*Your goal*
Throughout the records below, find each line holding "race" and copy it.

(Stored data)
───
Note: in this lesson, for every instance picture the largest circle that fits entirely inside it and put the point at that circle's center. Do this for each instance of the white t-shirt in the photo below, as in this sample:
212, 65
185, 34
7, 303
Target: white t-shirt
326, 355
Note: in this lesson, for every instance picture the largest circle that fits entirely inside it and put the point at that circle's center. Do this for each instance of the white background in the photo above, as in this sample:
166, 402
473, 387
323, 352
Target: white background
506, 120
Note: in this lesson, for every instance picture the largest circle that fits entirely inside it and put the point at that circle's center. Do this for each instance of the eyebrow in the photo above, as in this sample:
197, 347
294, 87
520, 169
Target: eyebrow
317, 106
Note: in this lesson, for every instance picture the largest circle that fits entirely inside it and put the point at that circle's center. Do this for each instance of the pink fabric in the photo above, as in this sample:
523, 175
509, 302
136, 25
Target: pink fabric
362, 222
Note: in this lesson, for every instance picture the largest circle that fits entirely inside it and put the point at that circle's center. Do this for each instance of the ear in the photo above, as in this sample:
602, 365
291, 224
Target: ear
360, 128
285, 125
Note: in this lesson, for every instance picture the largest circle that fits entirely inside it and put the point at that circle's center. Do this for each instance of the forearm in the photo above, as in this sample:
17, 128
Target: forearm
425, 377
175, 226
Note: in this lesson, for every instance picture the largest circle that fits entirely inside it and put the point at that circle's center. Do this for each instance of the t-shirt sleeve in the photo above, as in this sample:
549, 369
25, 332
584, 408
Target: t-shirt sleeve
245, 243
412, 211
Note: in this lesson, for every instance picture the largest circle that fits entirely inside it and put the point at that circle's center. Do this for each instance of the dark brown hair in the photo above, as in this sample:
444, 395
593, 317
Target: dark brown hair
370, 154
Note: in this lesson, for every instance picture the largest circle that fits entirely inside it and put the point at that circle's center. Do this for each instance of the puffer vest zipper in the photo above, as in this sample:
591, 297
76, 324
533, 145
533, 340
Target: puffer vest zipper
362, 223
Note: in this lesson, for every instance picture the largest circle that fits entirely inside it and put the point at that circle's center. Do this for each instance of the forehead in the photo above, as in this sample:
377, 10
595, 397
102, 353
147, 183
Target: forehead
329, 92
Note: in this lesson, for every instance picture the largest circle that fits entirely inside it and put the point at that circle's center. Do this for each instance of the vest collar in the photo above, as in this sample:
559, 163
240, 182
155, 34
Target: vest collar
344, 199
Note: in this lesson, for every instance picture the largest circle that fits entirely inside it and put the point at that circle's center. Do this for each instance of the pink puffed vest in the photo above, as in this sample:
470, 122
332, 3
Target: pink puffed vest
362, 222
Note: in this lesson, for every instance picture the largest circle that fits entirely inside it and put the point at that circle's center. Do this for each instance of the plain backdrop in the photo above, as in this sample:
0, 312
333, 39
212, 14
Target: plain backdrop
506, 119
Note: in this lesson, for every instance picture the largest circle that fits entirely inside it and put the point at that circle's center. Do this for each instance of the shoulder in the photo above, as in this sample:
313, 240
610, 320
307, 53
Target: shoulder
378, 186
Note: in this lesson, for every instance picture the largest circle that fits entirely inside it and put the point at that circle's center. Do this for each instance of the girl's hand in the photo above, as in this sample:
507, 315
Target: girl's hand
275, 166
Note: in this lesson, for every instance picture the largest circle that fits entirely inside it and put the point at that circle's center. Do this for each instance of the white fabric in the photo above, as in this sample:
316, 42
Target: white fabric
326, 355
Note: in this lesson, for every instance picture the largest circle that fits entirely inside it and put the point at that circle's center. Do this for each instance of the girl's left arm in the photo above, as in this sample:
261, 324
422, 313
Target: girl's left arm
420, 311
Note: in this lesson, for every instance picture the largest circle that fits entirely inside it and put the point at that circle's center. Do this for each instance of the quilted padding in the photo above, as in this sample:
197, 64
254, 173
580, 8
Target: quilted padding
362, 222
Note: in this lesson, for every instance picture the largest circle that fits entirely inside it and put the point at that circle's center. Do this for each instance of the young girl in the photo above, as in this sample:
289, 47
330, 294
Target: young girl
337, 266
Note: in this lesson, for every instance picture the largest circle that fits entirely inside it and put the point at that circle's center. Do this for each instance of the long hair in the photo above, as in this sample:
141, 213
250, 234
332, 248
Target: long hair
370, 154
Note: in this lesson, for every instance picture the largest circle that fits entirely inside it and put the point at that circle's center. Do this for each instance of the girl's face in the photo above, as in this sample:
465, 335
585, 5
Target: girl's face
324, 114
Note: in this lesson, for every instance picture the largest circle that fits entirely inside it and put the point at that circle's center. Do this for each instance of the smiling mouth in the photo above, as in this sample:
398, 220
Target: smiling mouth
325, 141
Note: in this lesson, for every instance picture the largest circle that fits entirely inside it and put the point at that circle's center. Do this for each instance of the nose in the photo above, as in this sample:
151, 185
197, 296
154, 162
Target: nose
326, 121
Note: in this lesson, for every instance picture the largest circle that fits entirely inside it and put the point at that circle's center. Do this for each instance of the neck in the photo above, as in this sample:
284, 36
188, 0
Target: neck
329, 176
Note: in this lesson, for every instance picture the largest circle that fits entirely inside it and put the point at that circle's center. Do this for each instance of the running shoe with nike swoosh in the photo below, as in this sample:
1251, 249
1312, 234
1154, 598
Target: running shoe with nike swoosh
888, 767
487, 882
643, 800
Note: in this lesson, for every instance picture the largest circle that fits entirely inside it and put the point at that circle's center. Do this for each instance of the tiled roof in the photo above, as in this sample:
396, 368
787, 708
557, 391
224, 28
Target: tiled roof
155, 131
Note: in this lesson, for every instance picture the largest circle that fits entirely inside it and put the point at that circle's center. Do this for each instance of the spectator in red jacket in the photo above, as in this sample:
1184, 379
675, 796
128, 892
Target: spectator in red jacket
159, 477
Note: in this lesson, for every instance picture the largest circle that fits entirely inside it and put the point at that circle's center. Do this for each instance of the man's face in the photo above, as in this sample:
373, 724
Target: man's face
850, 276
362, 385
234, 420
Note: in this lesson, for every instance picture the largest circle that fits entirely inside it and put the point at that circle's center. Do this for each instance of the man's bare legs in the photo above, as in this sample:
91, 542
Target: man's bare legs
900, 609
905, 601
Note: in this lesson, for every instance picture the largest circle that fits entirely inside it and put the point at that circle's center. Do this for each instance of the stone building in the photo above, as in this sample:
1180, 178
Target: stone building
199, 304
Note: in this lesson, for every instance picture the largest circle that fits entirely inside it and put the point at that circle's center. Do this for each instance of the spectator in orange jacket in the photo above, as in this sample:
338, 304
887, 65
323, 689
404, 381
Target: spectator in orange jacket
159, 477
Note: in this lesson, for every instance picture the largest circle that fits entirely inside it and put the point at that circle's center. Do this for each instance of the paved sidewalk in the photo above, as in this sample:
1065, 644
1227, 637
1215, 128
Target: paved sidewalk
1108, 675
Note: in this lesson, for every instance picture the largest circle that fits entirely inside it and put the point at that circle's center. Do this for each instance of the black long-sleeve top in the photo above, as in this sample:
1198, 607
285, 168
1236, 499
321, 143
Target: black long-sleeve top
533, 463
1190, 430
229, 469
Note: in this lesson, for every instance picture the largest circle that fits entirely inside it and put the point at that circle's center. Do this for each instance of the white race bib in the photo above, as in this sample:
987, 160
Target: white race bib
───
*Finished task*
Note: in this lesson, for every instance picture the largest circle that fits entirely inside it and put the point at that circle's center. Do this for each instance of the white race bib in the photo above, as in this sample:
Target: white race bib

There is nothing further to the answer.